Does he not want to marry Me anymore?

150 replies

Girlsjustwannahavetea · 15/10/2024 19:57

I'll try and keep it short.

Me and my partner have a baby together and have previously talked about marriage.

I am feeling insecure about my financial security since we are not married but share a child. He is currently the highest earner. I have only just started out In my career. I'm probably feeling this way as we now have a baby of 4 months.

Anyway, I've been talking to him about it and he had reasurred me about several aspects of our finances. Which is fair enough. My concern is also that he has an ex wife, so she maybe entitled to some of his finances, I'm not sure.

What is getting to me is, it could have all been solved if he just said 'well we're going to be getting married so it'll be ok'. But he never brought this up, despite discussion about his ex wife etc. So maybe he has changed his mind? I know I could have brought up marriage myself, in a sense, I was steering the conversation that way. But hey ho I didn't.

I hate having conversations like this as I always think it'll come across as me appearing after his money. Which is not the case. But I do worry. Plus I don't want to be one of those marriage pusher women. I've known a few of those.

Anyway I'm not well versed in finances with regards to marriage and divorce.

Anyone got any opinions?

OP posts:
Mrsttcno1 · 15/10/2024 20:42

Girlsjustwannahavetea · 15/10/2024 20:22

Well he clearly isn't a marriage pusher man as he can't bring up the conversation. But of course it's always on the women to instigate these conversations - according to MN. Why should I butter up his ego by doing that?

Do you want the blunt answer?

Because he has nothing whatsoever to gain through marrying you right now, in fact he stands to lose out if he married you and it didn’t work out.

It’s only you, as the woman and mother of his child, who would gain something through marriage.

• Recorded data:
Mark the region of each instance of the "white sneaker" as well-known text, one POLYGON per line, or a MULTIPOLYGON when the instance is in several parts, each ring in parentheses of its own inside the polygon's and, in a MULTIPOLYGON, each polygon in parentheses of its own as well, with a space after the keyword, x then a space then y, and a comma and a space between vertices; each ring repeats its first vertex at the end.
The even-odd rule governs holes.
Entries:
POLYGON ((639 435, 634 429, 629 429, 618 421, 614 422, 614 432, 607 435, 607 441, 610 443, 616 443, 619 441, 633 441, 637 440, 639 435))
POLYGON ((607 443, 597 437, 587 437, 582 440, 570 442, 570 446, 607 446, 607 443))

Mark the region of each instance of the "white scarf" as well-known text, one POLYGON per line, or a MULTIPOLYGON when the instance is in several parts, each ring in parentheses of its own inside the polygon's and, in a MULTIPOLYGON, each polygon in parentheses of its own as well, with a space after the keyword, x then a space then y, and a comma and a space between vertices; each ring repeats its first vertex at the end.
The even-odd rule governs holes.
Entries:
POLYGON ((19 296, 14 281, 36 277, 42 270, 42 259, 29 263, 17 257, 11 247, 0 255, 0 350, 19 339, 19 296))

• Exercise brief: In the forum thread about marriage and finances, list every date-and-time stamp in the order it appears. Nothing in the listing is needed here.

• The response:
15/10/2024 19:57
15/10/2024 20:42
15/10/2024 20:22